▶ **Verilen metin**

━━━━━━━━━━

Urduca, Hindistan'da son nefesini veriyor

Hükümet, Keşmir'deki terminolojiyi Hintçeye dönüştürme politikası izliyor

Artık Hindistan topraklarında Urduca öğretmeni bulmak zor (Arşiv - AFP)
Artık Hindistan topraklarında Urduca öğretmeni bulmak zor (Arşiv - AFP)
TT

Urduca, Hindistan'da son nefesini veriyor

Artık Hindistan topraklarında Urduca öğretmeni bulmak zor (Arşiv - AFP)
Artık Hindistan topraklarında Urduca öğretmeni bulmak zor (Arşiv - AFP)

Dünyada en yaygın diller arasında yer alan Urduca, bir milyardan fazla insan tarafından konuşuluyor.

Pakistan'ın resmi dili olmasının yanı sıra, Hindistan'ın bazı bölgelerinde de yaygın olarak kullanılıyor.  

Ancak, 1947'de Pakistan'ın Hindistan'dan ayrılmasıyla Urduca, Hindistan'da büyük bir gerileme yaşadı.

Dil çatışması, o dönemde Müslümanlar ile Hindular arasındaki geniş çaplı dini çatışmaların bir parçasıydı.

Urduca, Müslümanlarla özdeşleşti ve bu algı, Pakistan'ın ayrılıp dili resmi dil olarak benimsemesiyle daha da güçlendi.

Bu durum, Hindistan'da Urduca dilinin gerilemesine yol açtı. Bazı eleştirmenler ise dil çatışmasının asılsız olduğunu ve Urducanın belirli bir devlet veya topluluğa ait olmadığını savunuyorlar.

Ünlü şair ve yazar Cavid Aktar, "Hindistan alt kıtasının tüm halkı Urduca konuşuyor. Kimse bunu yalnızca Pakistan'ın diliymiş gibi gösteremez. Çünkü Pakistan da bu bölgeden doğdu ve diller, belirli bir devletin sınırlarına sıkıştırılamaz. Bir devletin belirli bir dile sahip olduğunu iddia etmek anlamsız" dedi.

Ayrıca, gerçeklik bu görüşten farklı bir tablo çiziyor. Hindistan'daki 200 milyon Müslüman da Urduca yerine, kelimeleri Urducaya biraz benzeyen Hintçeyi konuşmayı tercih ediyor.

Müslümanlar bu kelimeleri düzeltmeye çalışmak yerine, değişiklik yapmadan kabul ediyorlar.

Bu konuda Fayz Dekni, "Urducanın yaşadığı, dilin tecavüze uğraması gibi bir şey. Dilin inceliği, etkileyiciliği ve açıklığı kayboldu. Artık sadece bu dil için yas tutabiliriz" dedi.

Hindistan'daki Urducanın son kalesi

Cammu ve Keşmir, 1947'den sonra Hindistan'da Urdu diline bağlı kalan tek Hint bölgesi.

Bu bölgeyi ortadan kaldırma girişimleri Keşmir halkının direnişiyle başarısız olmuş ve Urduca günümüze kadar bölgenin resmi dili olmaya devam etti.

━━━━━━━━━━

▶ **Kayıt kümesi**
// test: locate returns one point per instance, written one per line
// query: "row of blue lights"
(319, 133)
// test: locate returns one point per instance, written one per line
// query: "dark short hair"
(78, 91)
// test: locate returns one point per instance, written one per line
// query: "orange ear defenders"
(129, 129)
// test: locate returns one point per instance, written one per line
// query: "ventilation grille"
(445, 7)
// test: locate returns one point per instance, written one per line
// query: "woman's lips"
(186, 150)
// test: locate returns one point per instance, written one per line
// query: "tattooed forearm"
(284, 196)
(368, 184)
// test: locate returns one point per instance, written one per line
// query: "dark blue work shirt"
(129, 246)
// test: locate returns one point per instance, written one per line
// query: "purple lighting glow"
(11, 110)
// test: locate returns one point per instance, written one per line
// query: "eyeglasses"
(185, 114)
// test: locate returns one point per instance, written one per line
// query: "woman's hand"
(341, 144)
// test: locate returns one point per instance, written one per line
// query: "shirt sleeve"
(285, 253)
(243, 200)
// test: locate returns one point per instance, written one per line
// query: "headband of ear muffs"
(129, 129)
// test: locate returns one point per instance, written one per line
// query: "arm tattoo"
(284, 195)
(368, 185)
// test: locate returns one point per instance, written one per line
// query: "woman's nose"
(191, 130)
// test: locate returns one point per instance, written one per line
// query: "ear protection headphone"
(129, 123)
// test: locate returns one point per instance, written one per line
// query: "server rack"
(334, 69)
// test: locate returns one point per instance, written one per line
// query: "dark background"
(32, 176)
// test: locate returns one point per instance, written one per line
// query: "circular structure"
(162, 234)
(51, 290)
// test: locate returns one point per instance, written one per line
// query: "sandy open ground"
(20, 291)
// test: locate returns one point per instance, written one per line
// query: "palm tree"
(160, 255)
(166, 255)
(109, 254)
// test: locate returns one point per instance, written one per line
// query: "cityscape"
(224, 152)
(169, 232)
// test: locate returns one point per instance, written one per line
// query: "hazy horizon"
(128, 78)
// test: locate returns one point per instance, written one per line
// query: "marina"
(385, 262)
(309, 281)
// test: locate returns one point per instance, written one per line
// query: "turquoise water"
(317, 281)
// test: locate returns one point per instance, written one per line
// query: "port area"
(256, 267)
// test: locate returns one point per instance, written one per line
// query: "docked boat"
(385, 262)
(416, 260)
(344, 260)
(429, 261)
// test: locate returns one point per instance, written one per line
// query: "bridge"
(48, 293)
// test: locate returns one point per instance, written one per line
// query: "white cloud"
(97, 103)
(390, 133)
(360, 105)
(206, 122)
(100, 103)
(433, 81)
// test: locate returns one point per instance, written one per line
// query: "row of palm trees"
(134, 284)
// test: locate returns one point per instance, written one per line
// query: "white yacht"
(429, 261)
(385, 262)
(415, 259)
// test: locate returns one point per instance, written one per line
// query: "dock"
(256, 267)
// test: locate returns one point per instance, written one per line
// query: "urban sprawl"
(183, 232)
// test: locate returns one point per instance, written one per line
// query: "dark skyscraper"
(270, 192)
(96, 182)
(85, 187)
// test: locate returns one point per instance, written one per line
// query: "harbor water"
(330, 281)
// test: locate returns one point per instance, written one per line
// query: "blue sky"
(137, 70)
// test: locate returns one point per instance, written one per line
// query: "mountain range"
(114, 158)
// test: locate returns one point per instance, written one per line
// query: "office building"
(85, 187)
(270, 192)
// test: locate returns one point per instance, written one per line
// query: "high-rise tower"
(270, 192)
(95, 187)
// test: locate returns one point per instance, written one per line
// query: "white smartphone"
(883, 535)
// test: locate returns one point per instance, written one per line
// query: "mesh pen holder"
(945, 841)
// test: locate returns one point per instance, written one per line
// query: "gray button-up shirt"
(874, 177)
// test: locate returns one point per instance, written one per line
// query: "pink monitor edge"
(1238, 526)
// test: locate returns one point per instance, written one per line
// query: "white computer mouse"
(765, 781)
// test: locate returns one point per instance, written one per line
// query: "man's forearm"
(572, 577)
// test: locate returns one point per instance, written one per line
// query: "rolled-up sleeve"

━━━━━━━━━━

▶ **Yönerge**
Lütfen Urducayla ilgili metinde "Pakistan'ın resmi dili" sözlerinden başlayıp "daha da güçlendi." sözlerine kadar her şeyi değiştirmeden tekrarlayın. Yalnızca verilen metni kullanın.

▶ **Görev yanıtı**
Pakistan'ın resmi dili olmasının yanı sıra, Hindistan'ın bazı bölgelerinde de yaygın olarak kullanılıyor.  

Ancak, 1947'de Pakistan'ın Hindistan'dan ayrılmasıyla Urduca, Hindistan'da büyük bir gerileme yaşadı.

Dil çatışması, o dönemde Müslümanlar ile Hindular arasındaki geniş çaplı dini çatışmaların bir parçasıydı.

Urduca, Müslümanlarla özdeşleşti ve bu algı, Pakistan'ın ayrılıp dili resmi dil olarak benimsemesiyle daha da güçlendi.